## EXERCICES À RÉALISER
1. Reformulez sous forme de liste le paragraphe de l'article sur la fiscalité des gains de Roland-Garros qui commence par « En effet, ils devront alors déposer », en conservant ses faits essentiels.
2. Renvoyez tel quel le passage de l'article sur la fiscalité des gains de Roland-Garros qui s'ouvre sur les mots comprenant « Si les sommes » et se clôt sur « trouvent parmi eux. ».
3. Répondez aux questions suivantes d'après l'article sur la fiscalité des gains de Roland-Garros.
(a) Quelle est la dotation globale mise en jeu lors de l'édition 2022 ?
(b) À quel taux les gains des joueurs non-résidents sont-ils soumis à une retenue à la source ?
(c) Quel taux minimal d'imposition s'applique en tout état de cause ?

## TEXTE PRÉSENTÉ
==========
Roland-Garros : Jeu, set et …. taxes

A mi-chemin de la quinzaine de Roland-Garros, outre l’aspect sportif qui est par évidence primordial, la question de la fiscalité des prize-money se pose.

Cette édition 2022 de Roland-Garros met en jeu une dotation globale de 43,6 millions d’euros, les deux vainqueurs du simple messieurs et du simple dames touchant chacun 2.200.000 euros.

Si les sommes perçues par les futurs vainqueurs sont conséquentes, le poids des taxes ne doit pas être négligé.

Au regard de l’élimination précoce de nos représentant(e)s français(es) (dont un certain nombre d’ailleurs ne sont pas résidents fiscaux en France), nous nous attacherons au traitement fiscal des sommes perçues par les joueurs non-résidents dans la mesure où les futurs vainqueurs se trouvent parmi eux.

Règles de droit interne

Ainsi, les gains perçus par les joueurs non-résidents font l’objet d’une retenue à la source au taux de 15% en application des dispositions de l’article 182 B du Code général des impôts (CGI).

Les vainqueurs toucheront donc la somme nette de 1.870.000 € tandis que l’Etat Français prélèvera la somme de 330.000 €.

Toutefois, cette retenue n’est pas libératoire de l’impôt sur le revenu dû en France.

En effet, ils devront alors déposer l’année suivante une déclaration au titre de ces revenus (le cas échéant avec la présence d’autres revenus de source française) et la retenue s’imputera sur le montant de l’impôt dû (application du barème progressif de 0 à 45%).

Compte tenu des sommes perçues, il apparaît que le taux marginal d’imposition pourra aisément atteindre le taux de 45%, étant précisé qu’en tout état de cause un taux minimal d’imposition de 20% s’applique.

L’Etat Français apparaît donc également comme un grand gagnant du Tournoi de la Porte d’Auteuil.
==========
## DONNÉES FOURNIES
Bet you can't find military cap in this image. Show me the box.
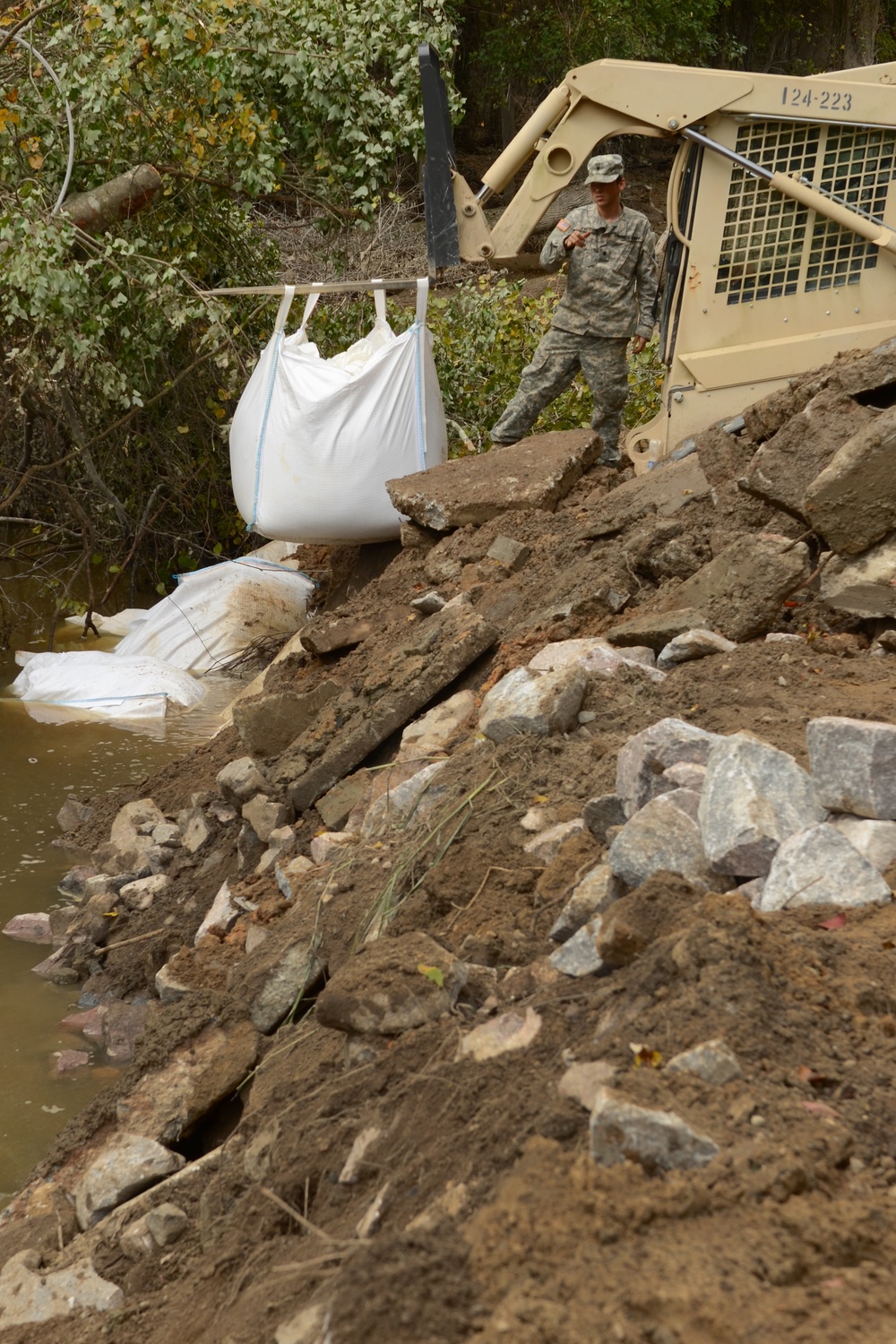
==========
## RÉSULTATS DES EXERCICES
1.
- L'année suivante, les joueurs concernés doivent déposer une déclaration au titre de ces revenus, accompagnée le cas échéant de leurs autres revenus de source française.
- La retenue à la source s'impute sur le montant de l'impôt dû.
- L'impôt est calculé selon le barème progressif, de 0 à 45 %.

2.
Si les sommes perçues par les futurs vainqueurs sont conséquentes, le poids des taxes ne doit pas être négligé.

Au regard de l’élimination précoce de nos représentant(e)s français(es) (dont un certain nombre d’ailleurs ne sont pas résidents fiscaux en France), nous nous attacherons au traitement fiscal des sommes perçues par les joueurs non-résidents dans la mesure où les futurs vainqueurs se trouvent parmi eux.

3.
(a) 43,6 millions d'euros.
(b) 15 %, en application de l'article 182 B du Code général des impôts.
(c) 20 %.